Exercise requirements: Word for word, repeat the records, leaving every picture behind.

═══ Material provided ═══

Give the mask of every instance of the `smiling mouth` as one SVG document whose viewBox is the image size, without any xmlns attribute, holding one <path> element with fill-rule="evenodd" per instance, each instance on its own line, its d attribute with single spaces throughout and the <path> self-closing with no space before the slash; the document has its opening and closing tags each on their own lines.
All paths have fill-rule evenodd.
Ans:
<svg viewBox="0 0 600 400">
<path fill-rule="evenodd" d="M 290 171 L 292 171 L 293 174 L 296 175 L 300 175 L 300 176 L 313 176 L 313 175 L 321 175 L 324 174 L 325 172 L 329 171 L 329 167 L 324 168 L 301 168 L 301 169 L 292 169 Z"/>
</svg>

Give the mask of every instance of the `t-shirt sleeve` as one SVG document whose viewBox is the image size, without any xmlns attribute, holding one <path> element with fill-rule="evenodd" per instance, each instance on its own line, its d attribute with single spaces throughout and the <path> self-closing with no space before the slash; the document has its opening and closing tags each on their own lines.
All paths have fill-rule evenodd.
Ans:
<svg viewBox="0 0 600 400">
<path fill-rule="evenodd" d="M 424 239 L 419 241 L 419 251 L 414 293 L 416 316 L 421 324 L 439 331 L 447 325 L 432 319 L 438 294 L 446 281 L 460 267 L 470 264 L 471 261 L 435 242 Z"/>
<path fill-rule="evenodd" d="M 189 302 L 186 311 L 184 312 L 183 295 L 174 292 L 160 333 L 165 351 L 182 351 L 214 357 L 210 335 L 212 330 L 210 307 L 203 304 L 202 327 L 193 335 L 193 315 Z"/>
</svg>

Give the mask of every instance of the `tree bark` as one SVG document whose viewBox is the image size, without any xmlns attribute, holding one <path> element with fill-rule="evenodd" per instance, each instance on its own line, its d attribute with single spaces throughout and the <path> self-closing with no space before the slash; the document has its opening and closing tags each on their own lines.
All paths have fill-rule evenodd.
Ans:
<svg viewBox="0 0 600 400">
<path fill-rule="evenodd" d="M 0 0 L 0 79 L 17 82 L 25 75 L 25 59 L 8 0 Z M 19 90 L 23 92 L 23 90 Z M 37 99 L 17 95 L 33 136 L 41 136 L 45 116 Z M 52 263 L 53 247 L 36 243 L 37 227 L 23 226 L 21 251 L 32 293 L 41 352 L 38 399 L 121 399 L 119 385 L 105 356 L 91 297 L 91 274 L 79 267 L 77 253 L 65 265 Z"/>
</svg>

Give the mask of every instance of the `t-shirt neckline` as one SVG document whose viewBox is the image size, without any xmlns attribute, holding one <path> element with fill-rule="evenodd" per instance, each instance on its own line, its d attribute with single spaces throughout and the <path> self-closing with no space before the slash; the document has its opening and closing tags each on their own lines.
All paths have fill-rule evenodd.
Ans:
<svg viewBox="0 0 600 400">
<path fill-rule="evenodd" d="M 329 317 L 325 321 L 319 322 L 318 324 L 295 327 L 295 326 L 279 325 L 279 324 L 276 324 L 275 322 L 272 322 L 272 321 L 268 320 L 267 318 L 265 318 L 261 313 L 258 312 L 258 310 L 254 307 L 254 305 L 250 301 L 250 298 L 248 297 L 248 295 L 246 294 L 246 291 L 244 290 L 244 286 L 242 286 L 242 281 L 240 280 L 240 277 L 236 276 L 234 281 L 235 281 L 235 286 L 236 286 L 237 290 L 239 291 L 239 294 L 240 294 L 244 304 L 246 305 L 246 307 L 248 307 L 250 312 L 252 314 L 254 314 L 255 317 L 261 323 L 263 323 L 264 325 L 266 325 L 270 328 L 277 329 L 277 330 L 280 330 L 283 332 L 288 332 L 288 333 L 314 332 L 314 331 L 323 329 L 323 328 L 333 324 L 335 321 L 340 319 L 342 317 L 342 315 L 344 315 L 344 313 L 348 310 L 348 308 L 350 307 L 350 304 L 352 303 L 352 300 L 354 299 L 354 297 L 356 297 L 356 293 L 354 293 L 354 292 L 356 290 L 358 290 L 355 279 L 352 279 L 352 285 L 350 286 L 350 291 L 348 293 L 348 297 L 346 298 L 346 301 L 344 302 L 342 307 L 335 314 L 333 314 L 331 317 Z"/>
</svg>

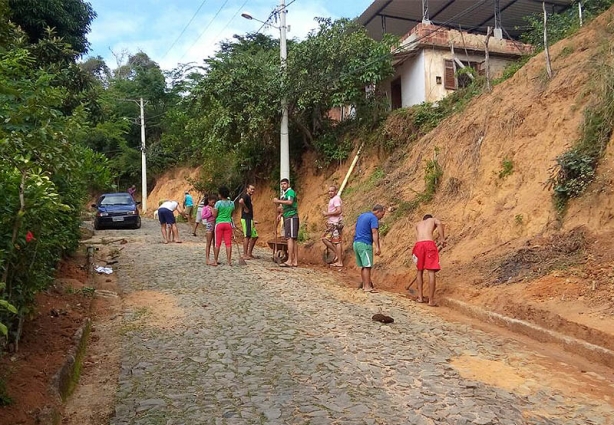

═══

Solution to this problem:
Give the mask of every instance of the `smiling mouth` as one SVG document whose viewBox is the image size, without any xmlns attribute, holding one <path> element with fill-rule="evenodd" per instance, each instance on its own line, its d attribute with single spaces throughout and the <path> self-closing with no space before the slash; the document has its opening and closing tags each on their own lines.
All paths have fill-rule evenodd.
Ans:
<svg viewBox="0 0 600 400">
<path fill-rule="evenodd" d="M 290 171 L 292 171 L 293 174 L 296 175 L 300 175 L 300 176 L 313 176 L 313 175 L 321 175 L 324 174 L 325 172 L 329 171 L 329 167 L 324 168 L 301 168 L 301 169 L 292 169 Z"/>
</svg>

Give the mask of every instance of the `t-shirt sleeve` as one SVG document whose viewBox is the image size, without any xmlns attribute, holding one <path> element with fill-rule="evenodd" per instance, each instance on its own line, its d attribute with single spaces throughout and the <path> self-closing with no space before the slash; the document has its opening and closing tags each on their own lines.
All paths have fill-rule evenodd.
Ans:
<svg viewBox="0 0 600 400">
<path fill-rule="evenodd" d="M 424 239 L 419 241 L 419 251 L 414 293 L 416 316 L 421 324 L 439 331 L 447 325 L 432 319 L 438 294 L 446 281 L 460 267 L 470 264 L 471 261 L 435 242 Z"/>
<path fill-rule="evenodd" d="M 189 302 L 186 311 L 184 312 L 183 295 L 174 292 L 160 333 L 165 351 L 182 351 L 214 357 L 210 335 L 212 330 L 210 307 L 203 304 L 202 327 L 193 335 L 193 315 Z"/>
</svg>

Give the mask of every instance of the `tree bark` as one SVG document whose viewBox is the image size, without any xmlns attribute, holding one <path> element with fill-rule="evenodd" per instance, each instance on its own line, its d attribute with single spaces throughout and the <path> self-closing with no space before the slash; the document has its opening and closing tags each on their own lines.
All paths have fill-rule evenodd.
Ans:
<svg viewBox="0 0 600 400">
<path fill-rule="evenodd" d="M 0 0 L 0 79 L 17 82 L 25 75 L 25 59 L 8 0 Z M 19 90 L 23 92 L 23 90 Z M 37 99 L 17 95 L 33 136 L 41 136 L 45 116 Z M 52 263 L 53 247 L 36 243 L 37 227 L 23 226 L 21 251 L 32 293 L 41 352 L 38 399 L 121 399 L 119 385 L 105 356 L 91 297 L 91 274 L 79 267 L 77 253 L 65 265 Z"/>
</svg>

Give the mask of every instance of the `t-shirt neckline` as one SVG document whose viewBox is the image size, without any xmlns attribute, holding one <path> element with fill-rule="evenodd" per instance, each instance on its own line, its d attribute with single spaces throughout and the <path> self-closing with no space before the slash; the document has its opening and closing tags each on their own lines.
All paths have fill-rule evenodd.
Ans:
<svg viewBox="0 0 600 400">
<path fill-rule="evenodd" d="M 329 317 L 325 321 L 319 322 L 318 324 L 295 327 L 295 326 L 279 325 L 279 324 L 276 324 L 275 322 L 272 322 L 272 321 L 268 320 L 267 318 L 265 318 L 261 313 L 258 312 L 258 310 L 254 307 L 254 305 L 250 301 L 250 298 L 248 297 L 248 295 L 246 294 L 246 291 L 244 290 L 244 286 L 242 286 L 242 281 L 240 280 L 240 277 L 236 276 L 234 281 L 235 281 L 235 286 L 236 286 L 237 290 L 239 291 L 239 294 L 240 294 L 244 304 L 246 305 L 246 307 L 248 307 L 250 312 L 252 314 L 254 314 L 255 317 L 261 323 L 263 323 L 264 325 L 266 325 L 270 328 L 277 329 L 277 330 L 280 330 L 283 332 L 288 332 L 288 333 L 314 332 L 314 331 L 323 329 L 323 328 L 333 324 L 335 321 L 340 319 L 342 317 L 342 315 L 344 315 L 344 313 L 348 310 L 348 308 L 350 307 L 350 304 L 352 303 L 352 300 L 354 299 L 354 297 L 356 297 L 356 293 L 354 293 L 354 292 L 356 290 L 358 290 L 355 279 L 352 279 L 352 285 L 350 286 L 350 291 L 348 293 L 348 297 L 346 298 L 346 301 L 344 302 L 342 307 L 335 314 L 333 314 L 331 317 Z"/>
</svg>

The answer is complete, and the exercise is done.